Stored items from a collection
┌──
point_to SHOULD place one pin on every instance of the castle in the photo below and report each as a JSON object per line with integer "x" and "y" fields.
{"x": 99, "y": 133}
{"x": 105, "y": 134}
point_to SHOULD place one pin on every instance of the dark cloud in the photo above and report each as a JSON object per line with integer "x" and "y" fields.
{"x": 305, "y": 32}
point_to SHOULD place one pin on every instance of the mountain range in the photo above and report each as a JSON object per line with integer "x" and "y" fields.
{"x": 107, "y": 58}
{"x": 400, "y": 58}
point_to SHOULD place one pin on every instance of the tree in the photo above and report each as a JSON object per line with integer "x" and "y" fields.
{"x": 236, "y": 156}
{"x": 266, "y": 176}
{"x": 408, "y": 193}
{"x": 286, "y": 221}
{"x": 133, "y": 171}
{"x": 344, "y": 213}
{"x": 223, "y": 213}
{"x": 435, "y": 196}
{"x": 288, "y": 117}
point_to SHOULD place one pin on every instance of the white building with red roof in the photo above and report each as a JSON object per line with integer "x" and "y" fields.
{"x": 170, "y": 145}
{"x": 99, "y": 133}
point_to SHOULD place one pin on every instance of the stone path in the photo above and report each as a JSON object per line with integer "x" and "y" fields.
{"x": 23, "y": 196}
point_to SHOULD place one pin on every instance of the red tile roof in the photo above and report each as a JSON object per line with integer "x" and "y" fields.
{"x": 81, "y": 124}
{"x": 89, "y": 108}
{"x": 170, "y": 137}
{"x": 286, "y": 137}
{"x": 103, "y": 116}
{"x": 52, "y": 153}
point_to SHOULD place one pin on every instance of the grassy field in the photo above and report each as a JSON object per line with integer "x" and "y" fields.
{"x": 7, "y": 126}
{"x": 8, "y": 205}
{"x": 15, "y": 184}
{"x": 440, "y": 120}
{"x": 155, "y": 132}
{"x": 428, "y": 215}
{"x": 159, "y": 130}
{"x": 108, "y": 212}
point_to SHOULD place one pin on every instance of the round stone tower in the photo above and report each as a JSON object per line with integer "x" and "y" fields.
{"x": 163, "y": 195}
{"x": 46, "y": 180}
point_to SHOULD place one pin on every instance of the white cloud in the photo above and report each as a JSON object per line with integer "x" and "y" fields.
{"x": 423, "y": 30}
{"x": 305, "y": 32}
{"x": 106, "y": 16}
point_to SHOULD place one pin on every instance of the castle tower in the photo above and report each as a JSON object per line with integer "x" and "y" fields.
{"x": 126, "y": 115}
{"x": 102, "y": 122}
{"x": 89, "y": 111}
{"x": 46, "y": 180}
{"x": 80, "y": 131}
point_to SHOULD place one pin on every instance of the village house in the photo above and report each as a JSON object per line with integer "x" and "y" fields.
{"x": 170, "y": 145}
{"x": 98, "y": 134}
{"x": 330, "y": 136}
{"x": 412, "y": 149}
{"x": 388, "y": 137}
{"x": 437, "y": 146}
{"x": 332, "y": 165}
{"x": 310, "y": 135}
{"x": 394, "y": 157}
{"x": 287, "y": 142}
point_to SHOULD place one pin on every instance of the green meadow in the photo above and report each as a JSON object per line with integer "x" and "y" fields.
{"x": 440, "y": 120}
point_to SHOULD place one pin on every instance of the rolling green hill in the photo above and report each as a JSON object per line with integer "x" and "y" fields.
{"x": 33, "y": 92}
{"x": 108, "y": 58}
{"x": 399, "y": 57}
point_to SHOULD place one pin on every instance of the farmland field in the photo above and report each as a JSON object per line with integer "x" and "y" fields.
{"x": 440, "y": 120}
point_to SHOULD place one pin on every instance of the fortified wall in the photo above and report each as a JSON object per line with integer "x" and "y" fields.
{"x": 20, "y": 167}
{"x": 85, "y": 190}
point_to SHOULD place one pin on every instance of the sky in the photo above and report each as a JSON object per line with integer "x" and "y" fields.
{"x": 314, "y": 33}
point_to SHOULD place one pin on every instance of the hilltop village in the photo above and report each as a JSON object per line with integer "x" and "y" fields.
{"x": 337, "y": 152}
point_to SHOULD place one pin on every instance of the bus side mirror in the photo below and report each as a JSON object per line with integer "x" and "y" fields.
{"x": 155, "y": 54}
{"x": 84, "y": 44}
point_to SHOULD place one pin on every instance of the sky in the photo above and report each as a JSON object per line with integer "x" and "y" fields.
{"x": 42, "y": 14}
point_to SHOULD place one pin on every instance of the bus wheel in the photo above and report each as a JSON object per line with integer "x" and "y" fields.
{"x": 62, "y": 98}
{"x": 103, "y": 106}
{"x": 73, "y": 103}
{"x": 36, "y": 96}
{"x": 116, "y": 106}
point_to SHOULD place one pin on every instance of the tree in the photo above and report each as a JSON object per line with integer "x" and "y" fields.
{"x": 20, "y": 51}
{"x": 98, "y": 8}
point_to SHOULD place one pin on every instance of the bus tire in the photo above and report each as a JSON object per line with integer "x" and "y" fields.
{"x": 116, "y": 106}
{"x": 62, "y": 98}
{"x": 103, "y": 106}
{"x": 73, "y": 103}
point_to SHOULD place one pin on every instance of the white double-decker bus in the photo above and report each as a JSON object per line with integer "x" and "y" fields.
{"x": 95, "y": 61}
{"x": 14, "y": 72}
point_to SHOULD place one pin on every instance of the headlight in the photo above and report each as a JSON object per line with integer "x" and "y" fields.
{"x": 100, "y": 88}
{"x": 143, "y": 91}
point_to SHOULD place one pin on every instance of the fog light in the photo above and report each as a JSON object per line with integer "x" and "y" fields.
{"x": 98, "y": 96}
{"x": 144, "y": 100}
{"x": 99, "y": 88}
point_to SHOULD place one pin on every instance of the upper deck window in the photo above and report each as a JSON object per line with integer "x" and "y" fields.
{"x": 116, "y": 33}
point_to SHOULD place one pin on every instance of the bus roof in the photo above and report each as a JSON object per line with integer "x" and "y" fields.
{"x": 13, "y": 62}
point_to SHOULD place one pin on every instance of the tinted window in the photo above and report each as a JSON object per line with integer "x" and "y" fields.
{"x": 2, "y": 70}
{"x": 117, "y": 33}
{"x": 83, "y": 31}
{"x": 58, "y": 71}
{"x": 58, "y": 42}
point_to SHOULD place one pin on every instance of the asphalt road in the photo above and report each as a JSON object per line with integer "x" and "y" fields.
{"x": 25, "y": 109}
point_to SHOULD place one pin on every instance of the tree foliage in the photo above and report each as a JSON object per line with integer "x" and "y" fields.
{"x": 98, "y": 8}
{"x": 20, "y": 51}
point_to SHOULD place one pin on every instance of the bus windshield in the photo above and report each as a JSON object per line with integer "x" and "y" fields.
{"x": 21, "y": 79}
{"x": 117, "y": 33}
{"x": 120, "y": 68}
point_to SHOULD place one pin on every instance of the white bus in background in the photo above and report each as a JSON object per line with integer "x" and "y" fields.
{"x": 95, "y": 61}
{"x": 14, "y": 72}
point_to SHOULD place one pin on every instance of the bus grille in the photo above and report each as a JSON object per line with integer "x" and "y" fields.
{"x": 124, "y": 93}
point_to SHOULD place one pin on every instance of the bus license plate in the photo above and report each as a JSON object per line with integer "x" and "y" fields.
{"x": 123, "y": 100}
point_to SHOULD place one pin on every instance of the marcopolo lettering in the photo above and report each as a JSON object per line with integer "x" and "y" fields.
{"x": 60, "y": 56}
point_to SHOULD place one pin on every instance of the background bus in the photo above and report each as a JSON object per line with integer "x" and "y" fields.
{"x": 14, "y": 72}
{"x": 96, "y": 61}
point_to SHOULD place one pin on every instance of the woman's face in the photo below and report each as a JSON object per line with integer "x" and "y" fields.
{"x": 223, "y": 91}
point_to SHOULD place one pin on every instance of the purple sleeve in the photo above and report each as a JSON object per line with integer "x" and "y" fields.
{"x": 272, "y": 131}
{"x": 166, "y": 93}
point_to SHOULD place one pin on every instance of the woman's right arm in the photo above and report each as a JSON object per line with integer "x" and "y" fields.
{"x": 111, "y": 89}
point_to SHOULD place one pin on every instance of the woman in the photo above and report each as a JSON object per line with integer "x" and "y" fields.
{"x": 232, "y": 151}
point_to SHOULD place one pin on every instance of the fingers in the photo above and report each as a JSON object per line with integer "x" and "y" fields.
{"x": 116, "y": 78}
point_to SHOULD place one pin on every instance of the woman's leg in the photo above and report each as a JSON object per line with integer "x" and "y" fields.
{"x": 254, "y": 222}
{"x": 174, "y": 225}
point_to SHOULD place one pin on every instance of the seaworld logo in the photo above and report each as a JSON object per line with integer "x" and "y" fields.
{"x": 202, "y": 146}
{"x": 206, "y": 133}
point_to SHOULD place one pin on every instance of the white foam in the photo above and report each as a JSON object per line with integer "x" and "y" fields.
└──
[Work to be completed]
Update the stretch from the line containing "point_to SHOULD place one pin on every instance of the fingers" through the end of the lines above, changing "pin" to "marker" and leaving everything else as it is. Give back only that stretch.

[Finished answer]
point_to SHOULD place one marker on every instance of the fingers in the photo above and report each as a JSON object per line with integer "x" and "y" fields.
{"x": 116, "y": 78}
point_to SHOULD place one marker on every instance of the woman's leg in the photo above and report each as a JSON object per line with integer "x" and "y" fields.
{"x": 254, "y": 222}
{"x": 174, "y": 225}
point_to SHOULD place one marker on every instance of the seaworld logo in the photo above and report each as a JSON object per line with integer "x" and "y" fields.
{"x": 202, "y": 146}
{"x": 206, "y": 133}
point_to SHOULD place one marker on every instance of the white foam in the photo above and report each as a JSON object per line with integer "x" and "y" fields.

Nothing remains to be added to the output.